(WHAT YOU SHOULD DO):
The answer must restate the listing word for word, without its images.

(SOURCE INFORMATION):
---*---

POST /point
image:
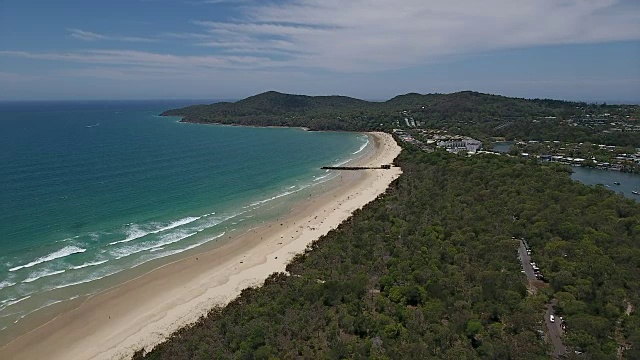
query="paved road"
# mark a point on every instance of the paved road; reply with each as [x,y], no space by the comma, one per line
[554,332]
[526,262]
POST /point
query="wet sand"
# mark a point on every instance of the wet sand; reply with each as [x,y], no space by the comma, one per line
[144,311]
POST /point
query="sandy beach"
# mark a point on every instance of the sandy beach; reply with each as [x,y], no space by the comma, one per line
[143,312]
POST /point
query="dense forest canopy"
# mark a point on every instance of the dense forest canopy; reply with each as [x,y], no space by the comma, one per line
[471,113]
[430,270]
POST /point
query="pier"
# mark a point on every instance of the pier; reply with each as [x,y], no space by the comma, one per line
[356,167]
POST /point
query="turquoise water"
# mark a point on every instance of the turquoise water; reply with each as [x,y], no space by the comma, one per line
[89,190]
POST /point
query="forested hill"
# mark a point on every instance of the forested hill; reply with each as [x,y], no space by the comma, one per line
[429,270]
[345,113]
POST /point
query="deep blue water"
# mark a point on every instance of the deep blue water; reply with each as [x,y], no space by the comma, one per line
[627,183]
[89,189]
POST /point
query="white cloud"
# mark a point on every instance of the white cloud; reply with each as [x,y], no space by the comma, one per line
[92,36]
[368,35]
[148,59]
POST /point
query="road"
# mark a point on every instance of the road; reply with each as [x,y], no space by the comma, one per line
[526,262]
[554,332]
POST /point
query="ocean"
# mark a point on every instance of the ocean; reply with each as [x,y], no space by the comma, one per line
[91,191]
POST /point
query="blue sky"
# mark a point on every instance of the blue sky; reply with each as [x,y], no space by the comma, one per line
[374,49]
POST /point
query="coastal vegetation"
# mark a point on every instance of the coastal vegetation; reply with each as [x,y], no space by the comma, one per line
[482,116]
[430,270]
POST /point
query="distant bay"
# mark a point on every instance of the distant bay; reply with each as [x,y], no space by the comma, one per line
[93,189]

---*---

(EXERCISE ANSWER):
POST /point
image:
query="paved road"
# mark a point on every instance of the paved road; reply with each as [x,y], no space by the comma, one per line
[554,332]
[526,262]
POST /point
query="wet sand"
# mark a point on every instance of the wet sand; reply with each as [x,y], no space by the comma, one per line
[144,311]
POST /point
query="sandy beach"
# mark a point on every instance of the sandy beach; reply with each as [x,y], no space by the comma, one per line
[143,312]
POST /point
query="dense forest canopy"
# mark a point on every instance of the dense forest canopy; reply with each as [x,y], no space by the comma, one per line
[471,113]
[430,270]
POST /point
query="pier"
# mark a point on every instance of the pier; reply with each as [x,y], no space by the comma, one per line
[356,167]
POST /point
query="turquoise water"
# mark a point on every instance of the turquoise water; reply with each as [x,y], no space by the comma, one per line
[89,190]
POST /point
query="forested hill"
# mark a point on every instance of the forested hill; reply with each as [x,y], no space by the comma, one per line
[429,270]
[345,113]
POST /point
query="deep blue water"
# mark a point on every instance of the deep blue water; reply with each as [x,y], no space by the comma, one per line
[627,183]
[89,189]
POST /point
query="white cloud"
# mark a point on every instance of the white cloud; reply with each as [x,y], no space by the comma, one per line
[92,36]
[368,35]
[148,59]
POST /point
query="road"
# mark a point on every instance of the road; reply with each as [x,y], no space by the comma, one per line
[526,262]
[554,332]
POST /point
query="ocean"
# mark a point on every instance of the ocean; reply with each as [x,y], no space by the comma, one per line
[91,191]
POST /point
query="blue sky"
# mark a point on every instance of the blue sky; reply with each as [x,y], no space by the comma, one per line
[374,49]
POST /point
query="coastal vegetation"
# mark a point on every instance of the coastal vegetation; reply with each as [x,y], no space by the comma, one per line
[482,116]
[430,270]
POST /point
query="distant bay"
# mark a point on every instance of the distant bay; reply with each as [x,y], no space by the comma, one per line
[93,189]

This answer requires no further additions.